Top of PASSAGE SHOWN
Media event date: 
31 March 2020
Date published: 
3 April 2020
Media type: 
Transcript
Audience: 
General public

ANDREW SCHMIDT:

Now, Mark Coulton is the Federal Member for this seat that we’re in.

SASKIA MABIN:

Indeed, yeah.

SASKIA MABIN:

I did manage to still speak to him yesterday. Thank goodness for phones. But basically, the question that everyone’s asking at the moment is: is it possible to close down an entire local health district? Broken Hill is part of the Far West Local Health District and we’re the only in all of New South Wales to not have a case of coronavirus yet. So, you know, people are starting to say: maybe we should lock us down a little bit more to stop a case from getting in here. And yeah, I mean, I guess it’s something that we’ve had meeting about. In Wilcannia yesterday we know there was meetings to discuss whether or not that would be possible in Wilcannia itself. And so, I managed to get Mark on the phone yesterday and chatted to him about whether he thought that would be possible.

[Excerpt]

MARK COULTON:

Look, I think we need to be very wary of a complete lockdown because that can mean very difficult to deliver essential services.

It’s quite difficult with a major highway going through there, but the traffic on that now I would suspect would be quite minimal with the blockade at South Australia. So, I think we all should be living our lives as if we are taking the utmost care and working from home where we can, self-isolating if we can’t; if we have to go out to work, making sure we’re doing that in a safe way.
Bottom of PASSAGE SHOWN
Top of THE DATA
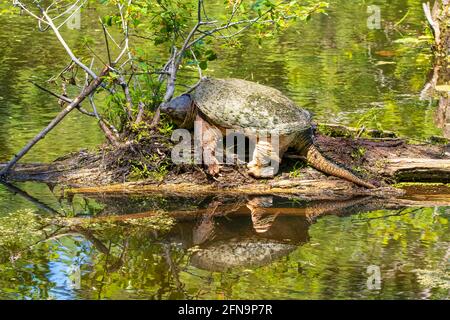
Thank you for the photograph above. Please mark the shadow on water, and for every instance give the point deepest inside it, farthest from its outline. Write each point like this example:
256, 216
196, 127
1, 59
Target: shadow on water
136, 246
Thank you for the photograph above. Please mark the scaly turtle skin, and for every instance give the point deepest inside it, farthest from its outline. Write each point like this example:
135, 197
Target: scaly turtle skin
254, 110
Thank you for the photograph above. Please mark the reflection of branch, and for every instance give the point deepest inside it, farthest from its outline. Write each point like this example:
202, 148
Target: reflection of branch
26, 196
400, 213
173, 268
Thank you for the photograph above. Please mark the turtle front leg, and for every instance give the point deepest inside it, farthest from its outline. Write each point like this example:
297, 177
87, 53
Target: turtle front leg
210, 135
267, 157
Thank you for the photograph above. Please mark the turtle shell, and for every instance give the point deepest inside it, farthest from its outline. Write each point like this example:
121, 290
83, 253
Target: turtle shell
249, 106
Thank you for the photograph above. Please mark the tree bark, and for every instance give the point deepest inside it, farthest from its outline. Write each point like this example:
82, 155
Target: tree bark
41, 135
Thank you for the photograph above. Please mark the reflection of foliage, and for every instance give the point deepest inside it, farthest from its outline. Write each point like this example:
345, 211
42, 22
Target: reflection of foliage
135, 259
19, 231
334, 263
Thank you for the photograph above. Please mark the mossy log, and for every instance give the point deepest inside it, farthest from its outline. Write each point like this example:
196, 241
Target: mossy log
384, 161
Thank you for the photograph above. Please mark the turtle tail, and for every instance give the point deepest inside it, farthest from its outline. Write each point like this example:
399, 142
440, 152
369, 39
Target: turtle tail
318, 161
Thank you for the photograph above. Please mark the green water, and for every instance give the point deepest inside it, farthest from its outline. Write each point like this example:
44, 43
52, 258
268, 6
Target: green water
344, 73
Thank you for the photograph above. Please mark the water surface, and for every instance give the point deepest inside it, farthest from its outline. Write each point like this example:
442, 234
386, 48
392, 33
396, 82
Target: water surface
335, 65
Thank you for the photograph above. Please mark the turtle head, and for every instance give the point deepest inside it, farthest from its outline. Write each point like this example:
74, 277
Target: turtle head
179, 109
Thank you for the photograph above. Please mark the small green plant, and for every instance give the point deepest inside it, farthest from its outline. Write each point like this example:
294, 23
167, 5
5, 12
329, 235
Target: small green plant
296, 170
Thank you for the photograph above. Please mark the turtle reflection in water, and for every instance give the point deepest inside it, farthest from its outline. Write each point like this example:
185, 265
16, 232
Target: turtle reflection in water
240, 242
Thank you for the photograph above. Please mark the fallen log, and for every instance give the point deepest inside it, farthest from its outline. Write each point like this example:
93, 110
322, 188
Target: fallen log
381, 161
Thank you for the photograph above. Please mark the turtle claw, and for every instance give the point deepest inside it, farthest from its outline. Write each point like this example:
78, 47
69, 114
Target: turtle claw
214, 170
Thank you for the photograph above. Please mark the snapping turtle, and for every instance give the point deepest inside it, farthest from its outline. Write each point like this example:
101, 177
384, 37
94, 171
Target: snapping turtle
254, 110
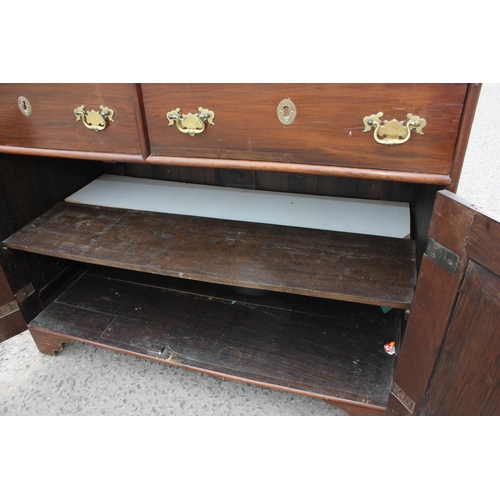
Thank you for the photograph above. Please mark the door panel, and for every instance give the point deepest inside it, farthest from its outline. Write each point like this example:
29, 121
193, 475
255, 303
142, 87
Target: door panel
468, 371
449, 359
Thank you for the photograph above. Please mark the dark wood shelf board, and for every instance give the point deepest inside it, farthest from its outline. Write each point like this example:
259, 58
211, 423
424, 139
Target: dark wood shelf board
350, 267
327, 349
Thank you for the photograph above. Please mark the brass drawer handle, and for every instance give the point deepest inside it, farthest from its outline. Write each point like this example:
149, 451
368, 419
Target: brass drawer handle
94, 120
192, 124
393, 132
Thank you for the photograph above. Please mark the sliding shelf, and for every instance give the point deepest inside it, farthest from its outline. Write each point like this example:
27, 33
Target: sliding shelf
322, 348
359, 268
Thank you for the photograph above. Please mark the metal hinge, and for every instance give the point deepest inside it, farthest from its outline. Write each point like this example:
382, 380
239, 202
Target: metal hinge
8, 308
402, 397
20, 296
442, 256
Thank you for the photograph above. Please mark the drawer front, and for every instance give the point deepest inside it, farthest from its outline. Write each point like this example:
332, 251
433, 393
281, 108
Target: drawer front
53, 124
328, 128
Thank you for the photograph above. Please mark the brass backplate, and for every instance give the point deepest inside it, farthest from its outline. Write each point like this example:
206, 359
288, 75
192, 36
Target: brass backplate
287, 112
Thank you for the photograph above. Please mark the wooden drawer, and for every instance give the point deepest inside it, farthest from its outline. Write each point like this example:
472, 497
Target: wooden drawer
52, 123
328, 128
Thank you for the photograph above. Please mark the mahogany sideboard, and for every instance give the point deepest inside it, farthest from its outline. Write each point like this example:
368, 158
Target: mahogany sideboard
375, 322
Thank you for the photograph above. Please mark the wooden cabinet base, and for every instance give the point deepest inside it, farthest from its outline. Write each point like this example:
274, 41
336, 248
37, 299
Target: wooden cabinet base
316, 347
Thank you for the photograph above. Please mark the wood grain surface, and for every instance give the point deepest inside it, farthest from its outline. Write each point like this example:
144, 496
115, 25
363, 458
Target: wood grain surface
328, 129
321, 348
351, 267
53, 125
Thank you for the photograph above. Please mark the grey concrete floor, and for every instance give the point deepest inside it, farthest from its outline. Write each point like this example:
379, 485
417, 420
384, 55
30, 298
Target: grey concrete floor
84, 380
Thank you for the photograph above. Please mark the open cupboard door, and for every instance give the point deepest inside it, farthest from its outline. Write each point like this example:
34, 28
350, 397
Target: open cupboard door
450, 357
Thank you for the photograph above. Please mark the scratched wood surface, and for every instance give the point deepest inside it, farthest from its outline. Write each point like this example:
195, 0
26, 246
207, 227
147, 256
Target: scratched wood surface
351, 267
52, 123
328, 129
311, 346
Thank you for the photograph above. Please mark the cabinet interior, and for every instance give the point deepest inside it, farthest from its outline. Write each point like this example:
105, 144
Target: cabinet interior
297, 308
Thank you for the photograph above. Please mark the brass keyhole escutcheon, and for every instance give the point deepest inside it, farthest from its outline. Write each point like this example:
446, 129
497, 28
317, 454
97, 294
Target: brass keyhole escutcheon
287, 112
24, 105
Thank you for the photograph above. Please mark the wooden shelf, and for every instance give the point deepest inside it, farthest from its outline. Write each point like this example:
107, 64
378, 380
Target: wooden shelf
311, 346
350, 267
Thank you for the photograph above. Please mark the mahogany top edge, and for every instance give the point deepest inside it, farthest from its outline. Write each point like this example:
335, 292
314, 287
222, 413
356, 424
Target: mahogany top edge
333, 171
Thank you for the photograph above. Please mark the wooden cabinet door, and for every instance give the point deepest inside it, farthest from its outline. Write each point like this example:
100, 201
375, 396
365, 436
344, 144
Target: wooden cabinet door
450, 357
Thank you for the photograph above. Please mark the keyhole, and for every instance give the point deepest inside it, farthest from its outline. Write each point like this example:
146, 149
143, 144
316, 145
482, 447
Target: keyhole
286, 113
24, 106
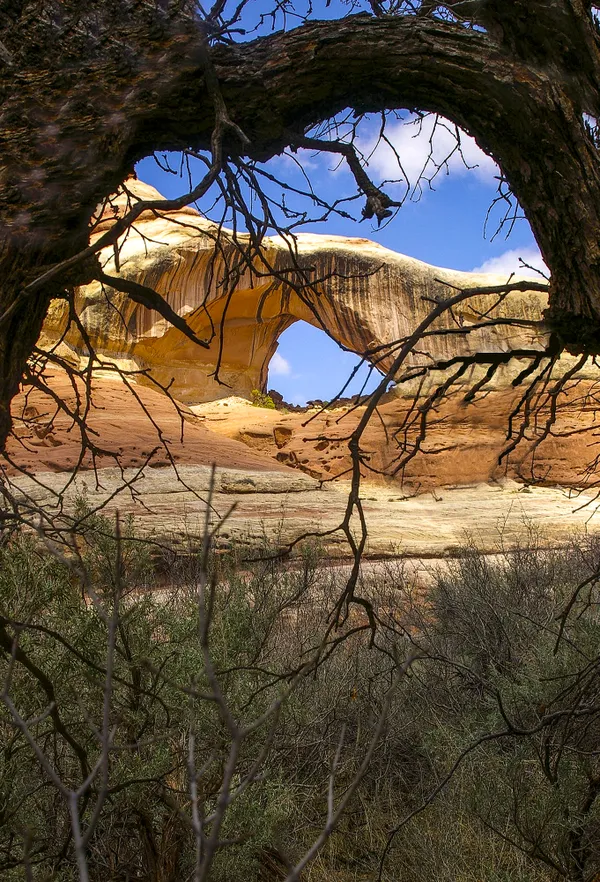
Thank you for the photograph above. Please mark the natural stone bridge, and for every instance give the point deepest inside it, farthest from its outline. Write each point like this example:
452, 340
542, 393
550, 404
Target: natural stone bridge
361, 294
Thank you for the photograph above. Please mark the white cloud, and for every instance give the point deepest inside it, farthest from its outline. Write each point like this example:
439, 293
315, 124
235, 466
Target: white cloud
279, 367
509, 262
425, 145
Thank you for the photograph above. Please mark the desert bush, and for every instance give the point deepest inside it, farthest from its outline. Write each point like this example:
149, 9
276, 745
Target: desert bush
261, 399
499, 691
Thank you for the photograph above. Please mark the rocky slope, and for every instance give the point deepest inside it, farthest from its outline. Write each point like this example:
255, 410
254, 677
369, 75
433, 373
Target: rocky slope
433, 467
362, 294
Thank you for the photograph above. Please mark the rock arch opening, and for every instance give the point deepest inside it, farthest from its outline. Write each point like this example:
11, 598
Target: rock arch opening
308, 365
363, 295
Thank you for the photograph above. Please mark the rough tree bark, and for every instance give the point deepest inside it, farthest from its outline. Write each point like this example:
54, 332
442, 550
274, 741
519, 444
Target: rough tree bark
90, 86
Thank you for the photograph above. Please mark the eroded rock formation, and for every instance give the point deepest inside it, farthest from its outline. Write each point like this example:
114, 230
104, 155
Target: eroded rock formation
362, 294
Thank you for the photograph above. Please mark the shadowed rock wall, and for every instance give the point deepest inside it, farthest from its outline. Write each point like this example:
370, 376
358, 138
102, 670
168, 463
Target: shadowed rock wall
361, 294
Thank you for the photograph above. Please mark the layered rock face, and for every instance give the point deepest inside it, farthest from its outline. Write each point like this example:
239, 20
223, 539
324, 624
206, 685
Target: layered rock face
363, 295
287, 472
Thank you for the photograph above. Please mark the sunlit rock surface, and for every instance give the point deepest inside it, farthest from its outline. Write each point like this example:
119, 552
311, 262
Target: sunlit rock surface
362, 294
287, 472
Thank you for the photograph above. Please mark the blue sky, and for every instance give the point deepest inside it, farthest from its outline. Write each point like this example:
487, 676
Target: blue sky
442, 224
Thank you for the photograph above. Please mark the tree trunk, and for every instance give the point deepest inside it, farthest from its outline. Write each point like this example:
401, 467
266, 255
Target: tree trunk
82, 100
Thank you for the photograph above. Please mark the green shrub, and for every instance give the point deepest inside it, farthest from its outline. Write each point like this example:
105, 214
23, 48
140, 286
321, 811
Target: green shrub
519, 805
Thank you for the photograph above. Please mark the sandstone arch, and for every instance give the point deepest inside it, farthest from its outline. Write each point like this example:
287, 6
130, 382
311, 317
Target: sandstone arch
362, 294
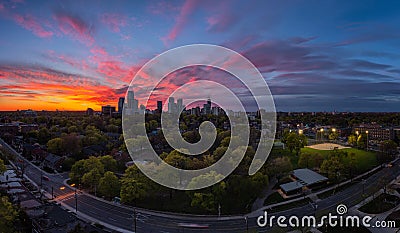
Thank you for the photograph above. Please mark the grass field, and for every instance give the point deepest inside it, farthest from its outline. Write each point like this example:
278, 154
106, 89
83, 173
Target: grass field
364, 160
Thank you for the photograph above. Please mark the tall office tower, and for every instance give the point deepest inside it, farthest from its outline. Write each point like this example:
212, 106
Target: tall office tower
207, 106
135, 105
171, 105
159, 106
121, 102
142, 109
131, 99
179, 105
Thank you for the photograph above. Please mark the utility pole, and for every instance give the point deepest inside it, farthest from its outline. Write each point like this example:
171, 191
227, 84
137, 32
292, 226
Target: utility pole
134, 219
76, 201
247, 224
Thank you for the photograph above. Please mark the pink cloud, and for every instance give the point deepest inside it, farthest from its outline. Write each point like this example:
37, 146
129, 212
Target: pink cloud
221, 22
163, 8
181, 20
114, 21
75, 27
80, 64
31, 23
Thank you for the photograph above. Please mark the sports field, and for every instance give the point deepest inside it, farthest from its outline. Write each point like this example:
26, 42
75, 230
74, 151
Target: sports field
364, 160
327, 146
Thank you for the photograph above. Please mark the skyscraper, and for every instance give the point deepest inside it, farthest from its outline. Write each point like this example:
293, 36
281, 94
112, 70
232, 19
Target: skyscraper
159, 106
121, 102
207, 107
179, 105
171, 105
131, 98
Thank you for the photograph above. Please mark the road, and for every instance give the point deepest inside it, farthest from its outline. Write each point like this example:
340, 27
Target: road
152, 221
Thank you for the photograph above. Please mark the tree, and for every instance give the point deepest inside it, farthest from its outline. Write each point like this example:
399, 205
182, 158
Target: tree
296, 142
362, 140
109, 185
77, 171
8, 215
176, 159
204, 200
109, 163
73, 129
71, 144
352, 140
55, 146
304, 160
77, 229
333, 135
91, 179
132, 190
43, 135
388, 147
93, 163
279, 166
332, 167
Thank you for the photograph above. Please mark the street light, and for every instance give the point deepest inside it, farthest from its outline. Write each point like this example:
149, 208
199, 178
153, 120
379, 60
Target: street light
334, 133
134, 218
76, 199
247, 224
322, 131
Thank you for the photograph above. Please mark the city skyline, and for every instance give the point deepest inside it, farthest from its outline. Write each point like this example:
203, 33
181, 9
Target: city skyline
315, 57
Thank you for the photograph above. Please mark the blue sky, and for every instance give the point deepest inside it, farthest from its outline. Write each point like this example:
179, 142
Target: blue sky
314, 55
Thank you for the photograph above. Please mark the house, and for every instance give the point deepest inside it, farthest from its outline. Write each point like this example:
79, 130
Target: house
94, 150
53, 161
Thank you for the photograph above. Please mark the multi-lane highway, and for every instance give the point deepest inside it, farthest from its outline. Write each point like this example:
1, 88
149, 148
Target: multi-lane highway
121, 217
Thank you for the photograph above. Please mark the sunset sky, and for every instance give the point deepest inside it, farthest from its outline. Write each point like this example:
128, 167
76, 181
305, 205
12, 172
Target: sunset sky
314, 55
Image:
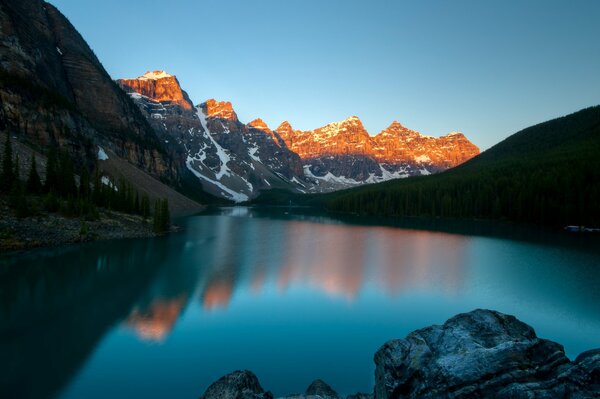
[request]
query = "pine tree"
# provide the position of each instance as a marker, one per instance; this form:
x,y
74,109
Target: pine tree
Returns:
x,y
34,184
166,215
145,206
66,176
6,175
51,171
84,183
157,217
162,217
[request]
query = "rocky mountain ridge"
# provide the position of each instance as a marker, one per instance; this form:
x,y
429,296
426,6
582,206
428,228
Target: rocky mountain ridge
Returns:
x,y
346,153
229,159
237,161
54,91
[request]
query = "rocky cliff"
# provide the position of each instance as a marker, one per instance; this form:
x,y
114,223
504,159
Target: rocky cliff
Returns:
x,y
343,154
54,91
237,161
160,86
480,354
227,158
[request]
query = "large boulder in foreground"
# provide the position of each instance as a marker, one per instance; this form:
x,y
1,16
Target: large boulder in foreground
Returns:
x,y
482,354
237,385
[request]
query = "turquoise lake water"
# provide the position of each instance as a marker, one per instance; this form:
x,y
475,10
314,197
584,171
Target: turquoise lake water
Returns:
x,y
292,298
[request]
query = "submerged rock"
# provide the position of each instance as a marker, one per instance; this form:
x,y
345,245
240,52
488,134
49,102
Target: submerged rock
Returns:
x,y
237,385
318,389
321,389
482,354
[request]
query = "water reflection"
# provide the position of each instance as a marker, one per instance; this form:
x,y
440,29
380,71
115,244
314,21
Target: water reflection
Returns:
x,y
56,306
55,310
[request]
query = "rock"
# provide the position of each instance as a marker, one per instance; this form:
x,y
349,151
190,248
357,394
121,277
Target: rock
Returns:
x,y
360,395
159,86
318,389
237,385
321,389
482,354
347,151
54,91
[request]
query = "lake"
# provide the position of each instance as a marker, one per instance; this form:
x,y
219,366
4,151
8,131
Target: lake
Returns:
x,y
291,297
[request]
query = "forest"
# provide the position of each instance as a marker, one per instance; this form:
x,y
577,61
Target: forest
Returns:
x,y
547,174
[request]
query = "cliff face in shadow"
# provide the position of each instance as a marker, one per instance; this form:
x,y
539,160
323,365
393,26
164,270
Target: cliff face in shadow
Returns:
x,y
53,90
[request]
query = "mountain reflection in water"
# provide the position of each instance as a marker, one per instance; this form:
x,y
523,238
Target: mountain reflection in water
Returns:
x,y
244,289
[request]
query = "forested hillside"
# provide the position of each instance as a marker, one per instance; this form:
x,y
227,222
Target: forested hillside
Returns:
x,y
546,174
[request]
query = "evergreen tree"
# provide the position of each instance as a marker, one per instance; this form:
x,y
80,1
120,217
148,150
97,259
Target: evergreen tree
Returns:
x,y
34,184
145,206
157,217
84,183
51,171
17,173
6,175
166,215
162,217
66,176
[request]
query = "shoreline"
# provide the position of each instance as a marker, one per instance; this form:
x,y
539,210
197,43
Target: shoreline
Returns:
x,y
52,230
479,354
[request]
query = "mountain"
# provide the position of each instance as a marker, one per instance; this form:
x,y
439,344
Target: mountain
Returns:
x,y
344,152
227,158
237,161
546,174
54,92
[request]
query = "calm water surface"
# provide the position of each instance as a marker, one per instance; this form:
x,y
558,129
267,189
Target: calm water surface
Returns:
x,y
291,298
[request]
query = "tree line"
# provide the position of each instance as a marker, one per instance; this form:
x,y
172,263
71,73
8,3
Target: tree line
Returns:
x,y
63,192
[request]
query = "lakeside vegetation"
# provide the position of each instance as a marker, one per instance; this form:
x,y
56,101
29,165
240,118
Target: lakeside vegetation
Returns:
x,y
72,195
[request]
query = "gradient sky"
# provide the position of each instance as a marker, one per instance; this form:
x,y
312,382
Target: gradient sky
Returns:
x,y
485,68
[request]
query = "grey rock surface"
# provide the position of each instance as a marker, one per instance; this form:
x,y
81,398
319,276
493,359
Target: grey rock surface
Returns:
Bottom of THE DATA
## QUESTIONS
(a) From the transcript, quote the passage beginning at the words "I did manage" and ending after "would be possible.".
(b) Answer these questions from the transcript:
(i) On what date was it published?
(ii) Which local health district is Broken Hill part of?
(iii) Where does Mark Coulton say the blockade is?

## ANSWERS FOR THE TASKS
(a)
I did manage to still speak to him yesterday. Thank goodness for phones. But basically, the question that everyone’s asking at the moment is: is it possible to close down an entire local health district? Broken Hill is part of the Far West Local Health District and we’re the only in all of New South Wales to not have a case of coronavirus yet. So, you know, people are starting to say: maybe we should lock us down a little bit more to stop a case from getting in here. And yeah, I mean, I guess it’s something that we’ve had meeting about. In Wilcannia yesterday we know there was meetings to discuss whether or not that would be possible in Wilcannia itself. And so, I managed to get Mark on the phone yesterday and chatted to him about whether he thought that would be possible.

(b)
(i) 3 April 2020
(ii) The Far West Local Health District
(iii) At South Australia